- **Texte source**
╭──
Une épopée animale de la liberté à l’abattoir !
En « bandeau », ce livre indique : « cet album n’est pas recommandé par votre boucher ». Bien sûr, on y parle de bien-être animal, un sujet bien ancré dans les réalités sociologiques d’aujourd’hui. Mais ne vous y trompez pas : cet album est surtout une aventure, animalière certes, mais d’un symbolisme terriblement humain !
Néo est un cochon nain, une vraie vedette de la télé, un acteur hors pair qui a vanté pour des millions de spectateurs les produits les plus variés. Mais la gloire, pour les modèles animaux comme pour les humains, n’a jamais rien d’éternel ! Heureusement pour lui, sa retraite obligée le mène dans une Z.A.D., au sein d’une ferme pleine d’animaux choyés par une famille d’humains soucieux du bonheur de leurs animaux, qu’ils soient de compagnie ou d’élevage.
Seulement, le bonheur, comme la gloire, n’est jamais qu’éphémère, et les propriétaires de cette ferme sont chassés par des CRS à la brutalité sans commune mesure avec le pacifisme tranquille de leurs convictions. La Z.A.D. est condamnée à la disparition, pour des raisons qui ne sont que celles de la rentabilité, du respect d’un pouvoir aveugle. Et les animaux, eux, comprennent que « l’abattoir », ce mot qu’ils connaissent mais dont ils ne savent pas le sens, ce mot qui leur fait horriblement peur, ils comprennent que c’est l’abattoir qui les attend.
Et Néo s’enfuit, avec quatre autres animaux : Renata, la vache laitière, Bruce, le boeuf des Highlands, Ferdinand, un coq qui n’en est peut-être pas un, et Soizic, une belle brebis bretonne.
Unis par la peur et une amitié qui, peu à peu, devient indispensable à leur survie, ces animaux vont donc fuir mais vouloir, en même temps, sauver leurs autres amis. Et, dès lors, c’est une épopée, oui, qui commence pour eux, une quête… Celle de la liberté, bien sûr, mais aussi celle de la connaissance du monde dans lequel, désormais, ils sont obligés de vivre, tant bien que mal.
Dans la thématique ainsi abordée, on n’est pas loin, mais avec infiniment plus de réalisme, des premiers albums de « Chlorophylle ».
Mais le traitement, ici, est totalement différent. Il abandonne tout manichéisme, il ne cherche pas à cacher la réalité de la mort, il remet l’homme à sa vraie place, celle d’un prédateur impitoyable.
╰──
- **Actions requises**
**A)** D'après le texte source, quels animaux s'enfuient avec Néo ? Indiquez pour chacun la description que le texte source en donne.
**B)** Présentez en CSV à deux colonnes, consigne et réponse, les enregistrements qui commencent à la ligne contenant "target: sky" et s'arrêtent après la ligne contenant "M 164 11 L 172", ces deux lignes incluses. Mettez une ligne par enregistrement, chaque champ entre guillemets, avec les sauts de ligne remplacés par des espaces.

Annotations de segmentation
╭──
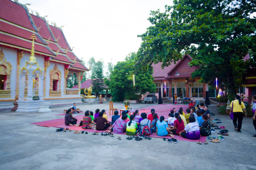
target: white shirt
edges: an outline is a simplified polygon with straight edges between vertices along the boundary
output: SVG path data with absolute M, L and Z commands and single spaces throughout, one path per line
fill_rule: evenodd
M 174 118 L 172 118 L 172 117 L 168 118 L 168 124 L 170 124 L 170 125 L 173 124 L 174 123 L 174 120 L 176 120 L 176 118 L 174 117 Z
M 198 124 L 196 122 L 192 122 L 192 123 L 189 123 L 186 125 L 184 130 L 188 132 L 195 131 L 199 131 L 199 126 L 198 126 Z

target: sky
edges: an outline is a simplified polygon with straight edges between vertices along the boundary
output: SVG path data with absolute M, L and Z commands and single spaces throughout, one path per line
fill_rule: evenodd
M 164 11 L 172 0 L 19 0 L 62 30 L 73 52 L 86 63 L 91 57 L 115 65 L 142 42 L 151 10 Z M 34 14 L 35 14 L 34 12 Z M 86 64 L 86 65 L 87 64 Z M 105 69 L 104 69 L 105 70 Z

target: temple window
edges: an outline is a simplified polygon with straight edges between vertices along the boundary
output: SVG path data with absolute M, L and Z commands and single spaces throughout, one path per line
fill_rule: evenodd
M 50 97 L 60 97 L 61 90 L 60 84 L 61 73 L 59 70 L 57 65 L 50 70 Z

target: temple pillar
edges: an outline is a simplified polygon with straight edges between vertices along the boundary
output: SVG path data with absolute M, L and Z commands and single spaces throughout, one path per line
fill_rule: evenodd
M 207 84 L 203 83 L 203 97 L 205 98 L 206 97 L 206 91 L 207 90 Z
M 189 98 L 189 83 L 186 80 L 186 97 Z

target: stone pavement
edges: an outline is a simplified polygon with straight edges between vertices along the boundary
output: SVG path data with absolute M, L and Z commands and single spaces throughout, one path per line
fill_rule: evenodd
M 136 109 L 154 108 L 157 104 L 131 105 Z M 123 108 L 121 103 L 114 105 Z M 84 111 L 109 109 L 108 103 L 77 107 Z M 244 118 L 243 132 L 238 133 L 233 131 L 229 116 L 216 114 L 216 107 L 210 106 L 215 113 L 213 118 L 221 120 L 221 125 L 230 132 L 220 143 L 207 145 L 183 141 L 169 143 L 155 138 L 128 140 L 125 135 L 116 134 L 111 138 L 56 132 L 56 128 L 30 124 L 63 118 L 56 115 L 66 108 L 53 108 L 53 112 L 45 113 L 0 112 L 0 169 L 256 169 L 256 138 L 251 136 L 256 132 L 251 117 Z M 117 139 L 119 136 L 121 140 Z

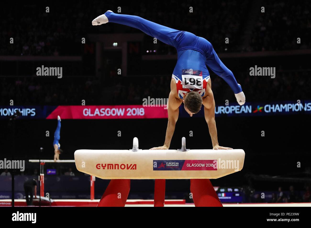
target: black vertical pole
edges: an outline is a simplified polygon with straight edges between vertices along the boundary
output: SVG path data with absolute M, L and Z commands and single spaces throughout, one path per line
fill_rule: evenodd
M 15 119 L 19 118 L 21 114 L 19 110 L 17 110 L 15 113 L 12 115 L 10 117 L 10 125 L 11 125 L 13 129 L 12 130 L 12 140 L 13 142 L 13 145 L 12 145 L 12 161 L 14 160 L 14 153 L 15 150 Z M 13 167 L 12 167 L 13 168 Z M 12 173 L 11 174 L 11 177 L 12 177 L 12 206 L 14 207 L 14 196 L 15 196 L 15 193 L 14 191 L 14 168 L 11 169 Z
M 12 140 L 13 141 L 13 145 L 12 145 L 12 150 L 13 151 L 12 151 L 12 162 L 13 162 L 13 161 L 14 160 L 14 152 L 15 151 L 15 118 L 12 118 L 12 121 L 13 122 L 13 136 L 12 137 Z M 13 167 L 12 167 L 13 168 Z M 14 198 L 15 195 L 15 192 L 14 192 L 14 169 L 12 168 L 11 170 L 12 172 L 12 173 L 11 174 L 11 177 L 12 177 L 12 206 L 14 207 Z

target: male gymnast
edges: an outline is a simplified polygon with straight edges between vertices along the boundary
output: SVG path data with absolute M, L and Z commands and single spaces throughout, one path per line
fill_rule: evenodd
M 232 149 L 220 146 L 218 144 L 215 121 L 215 101 L 207 66 L 229 85 L 240 105 L 245 103 L 245 96 L 232 72 L 220 61 L 211 43 L 203 38 L 188 32 L 171 29 L 137 16 L 115 14 L 111 11 L 96 17 L 92 21 L 92 24 L 93 25 L 98 25 L 108 22 L 139 29 L 146 34 L 174 47 L 177 50 L 177 63 L 172 76 L 171 91 L 167 105 L 168 122 L 165 141 L 163 146 L 151 149 L 168 150 L 169 148 L 178 118 L 179 106 L 182 102 L 184 103 L 185 110 L 190 116 L 198 112 L 202 104 L 204 105 L 204 116 L 213 149 Z M 158 183 L 162 181 L 159 184 L 161 186 L 161 187 L 157 187 L 157 181 Z M 163 183 L 165 188 L 165 180 L 156 180 L 155 206 L 164 205 L 163 191 L 155 190 L 156 189 L 162 189 Z M 129 183 L 127 182 L 126 184 L 129 188 Z M 221 203 L 209 180 L 191 180 L 190 190 L 196 206 L 221 206 Z M 160 196 L 156 195 L 158 193 Z M 105 194 L 102 199 L 104 199 L 104 196 Z M 156 198 L 160 199 L 156 200 Z M 100 203 L 100 202 L 99 205 Z
M 60 117 L 57 116 L 57 127 L 54 132 L 54 141 L 53 141 L 53 146 L 54 148 L 54 161 L 59 160 L 59 154 L 63 152 L 60 149 L 59 140 L 60 139 Z

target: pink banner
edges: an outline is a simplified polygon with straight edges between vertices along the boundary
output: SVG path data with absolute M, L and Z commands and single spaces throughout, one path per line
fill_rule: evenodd
M 217 170 L 217 160 L 186 160 L 182 170 Z
M 59 106 L 47 119 L 151 119 L 167 118 L 163 107 L 142 105 Z

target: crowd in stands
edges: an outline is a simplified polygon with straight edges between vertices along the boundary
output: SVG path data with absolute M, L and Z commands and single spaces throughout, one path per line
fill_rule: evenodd
M 311 2 L 265 1 L 252 32 L 250 51 L 305 49 L 311 47 Z M 300 43 L 297 43 L 297 38 Z
M 23 7 L 2 7 L 7 15 L 0 22 L 0 55 L 79 55 L 82 51 L 82 37 L 88 34 L 141 33 L 128 26 L 108 23 L 92 26 L 96 16 L 111 9 L 117 13 L 139 16 L 175 29 L 187 31 L 210 41 L 218 52 L 310 48 L 311 4 L 309 1 L 264 1 L 265 13 L 254 21 L 249 45 L 244 42 L 249 12 L 255 7 L 252 2 L 237 0 L 200 1 L 185 3 L 178 0 L 138 1 L 135 4 L 121 4 L 99 0 L 88 3 L 72 1 L 51 3 L 49 12 L 41 3 L 23 3 Z M 192 8 L 191 8 L 192 7 Z M 192 10 L 192 12 L 190 11 Z M 258 11 L 260 9 L 258 9 Z M 297 45 L 297 38 L 301 44 Z M 9 43 L 11 38 L 14 43 Z M 229 38 L 229 44 L 225 43 Z M 245 45 L 245 44 L 244 44 Z M 169 53 L 171 48 L 165 45 Z
M 248 72 L 235 72 L 238 75 L 248 101 L 296 101 L 310 99 L 306 85 L 311 84 L 310 71 L 297 70 L 280 71 L 271 79 L 269 76 L 250 76 Z M 170 90 L 170 78 L 141 76 L 125 77 L 118 75 L 111 82 L 115 72 L 112 71 L 105 79 L 92 77 L 58 79 L 46 82 L 38 78 L 0 78 L 0 104 L 8 105 L 13 100 L 20 105 L 81 105 L 84 100 L 88 105 L 141 104 L 144 98 L 166 98 Z M 141 79 L 142 78 L 143 80 Z M 211 77 L 216 103 L 228 97 L 235 102 L 229 86 L 215 74 Z M 117 80 L 117 79 L 118 80 Z

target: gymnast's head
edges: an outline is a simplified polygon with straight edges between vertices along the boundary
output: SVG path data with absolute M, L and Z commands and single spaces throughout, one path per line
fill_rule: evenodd
M 183 96 L 183 98 L 185 110 L 190 116 L 201 110 L 203 101 L 202 97 L 197 92 L 191 91 L 187 93 Z

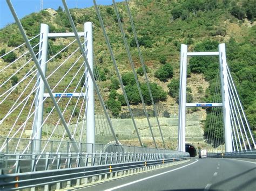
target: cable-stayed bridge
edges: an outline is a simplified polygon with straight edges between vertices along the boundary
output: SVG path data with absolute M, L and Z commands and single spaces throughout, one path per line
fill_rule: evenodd
M 5 135 L 1 138 L 1 190 L 60 189 L 106 180 L 120 173 L 133 173 L 178 161 L 187 162 L 190 154 L 197 150 L 193 145 L 186 143 L 186 107 L 213 108 L 206 141 L 217 148 L 209 150 L 212 152 L 208 155 L 255 158 L 254 137 L 228 67 L 225 44 L 220 44 L 219 51 L 213 52 L 188 52 L 187 46 L 181 45 L 178 148 L 170 150 L 166 146 L 166 141 L 161 131 L 128 2 L 126 1 L 127 10 L 154 112 L 157 132 L 153 128 L 148 115 L 118 10 L 113 1 L 125 49 L 146 118 L 149 137 L 154 145 L 153 148 L 145 147 L 100 11 L 96 1 L 93 1 L 131 116 L 135 138 L 140 146 L 124 145 L 115 132 L 107 106 L 101 94 L 102 87 L 97 82 L 100 80 L 100 75 L 97 67 L 93 66 L 95 53 L 92 23 L 85 23 L 84 31 L 78 32 L 63 0 L 73 32 L 51 33 L 48 25 L 42 24 L 40 33 L 29 39 L 11 2 L 6 2 L 25 43 L 1 56 L 3 59 L 17 50 L 23 51 L 15 60 L 1 68 L 4 81 L 1 85 L 1 112 L 3 115 L 0 123 L 1 130 L 4 131 Z M 72 38 L 73 40 L 48 58 L 49 52 L 51 54 L 52 52 L 49 39 L 66 38 Z M 34 39 L 37 39 L 38 43 L 32 45 Z M 59 63 L 57 58 L 63 53 L 68 56 Z M 187 58 L 193 56 L 219 56 L 219 71 L 212 103 L 186 102 Z M 8 76 L 6 74 L 11 67 L 16 69 Z M 64 73 L 60 73 L 60 68 L 66 69 Z M 18 79 L 17 75 L 19 76 Z M 97 95 L 95 97 L 95 91 Z M 95 115 L 96 109 L 100 110 L 102 114 Z M 219 123 L 220 119 L 222 123 Z M 156 139 L 156 134 L 159 135 L 159 140 Z

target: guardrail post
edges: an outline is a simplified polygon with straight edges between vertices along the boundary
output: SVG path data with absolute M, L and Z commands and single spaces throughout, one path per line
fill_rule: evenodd
M 3 168 L 3 164 L 4 161 L 4 154 L 0 152 L 0 175 L 2 174 L 2 168 Z
M 72 163 L 72 154 L 68 154 L 68 168 L 69 168 L 71 167 Z M 71 181 L 68 180 L 66 181 L 66 187 L 70 188 L 71 187 Z
M 128 155 L 128 156 L 127 156 L 127 162 L 130 162 L 130 154 L 131 154 L 130 153 L 127 153 L 127 154 Z
M 81 148 L 81 147 L 80 147 L 80 148 Z M 80 162 L 81 160 L 82 160 L 82 154 L 81 153 L 82 153 L 80 152 L 80 153 L 78 153 L 78 154 L 77 154 L 77 159 L 76 159 L 77 167 L 80 167 Z M 76 185 L 77 186 L 80 185 L 82 181 L 82 179 L 77 179 L 77 182 L 76 182 Z
M 36 155 L 33 154 L 32 155 L 32 160 L 31 160 L 31 172 L 36 171 Z
M 58 154 L 57 156 L 57 169 L 60 168 L 60 158 L 62 157 L 61 154 Z M 60 189 L 62 188 L 62 183 L 58 182 L 56 183 L 56 189 Z
M 115 160 L 115 164 L 117 164 L 117 162 L 118 161 L 118 153 L 116 152 L 116 160 Z
M 49 164 L 50 164 L 50 154 L 49 152 L 46 152 L 45 155 L 45 171 L 48 171 L 49 169 Z M 44 191 L 48 191 L 49 190 L 49 185 L 44 185 Z
M 105 165 L 107 164 L 107 159 L 108 159 L 107 153 L 105 153 Z

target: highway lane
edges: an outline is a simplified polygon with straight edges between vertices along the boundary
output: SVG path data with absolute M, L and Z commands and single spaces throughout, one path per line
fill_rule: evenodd
M 79 190 L 256 190 L 256 160 L 197 159 Z

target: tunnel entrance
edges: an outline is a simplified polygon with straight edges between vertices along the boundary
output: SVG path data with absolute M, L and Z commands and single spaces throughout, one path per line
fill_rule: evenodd
M 185 144 L 186 152 L 190 153 L 190 157 L 194 157 L 197 155 L 197 148 L 192 144 L 186 143 Z

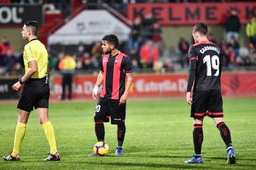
╰──
- **Les réponses**
**A)** Renata, la vache laitière ; Bruce, le boeuf des Highlands ; Ferdinand, un coq qui n'en est peut-être pas un ; Soizic, une belle brebis bretonne.

**B)**
consigne,réponse
"target: sky edges: an outline is a simplified polygon with straight edges between vertices along the boundary output: SVG path data with absolute M, L and Z commands and single spaces throughout, one path per line fill_rule: evenodd","M 164 11 L 172 0 L 19 0 L 62 30 L 73 52 L 86 63 L 91 57 L 115 65 L 142 42 L 151 10 Z M 34 14 L 35 14 L 34 12 Z M 86 64 L 86 65 L 87 64 Z M 105 69 L 104 69 L 105 70 Z"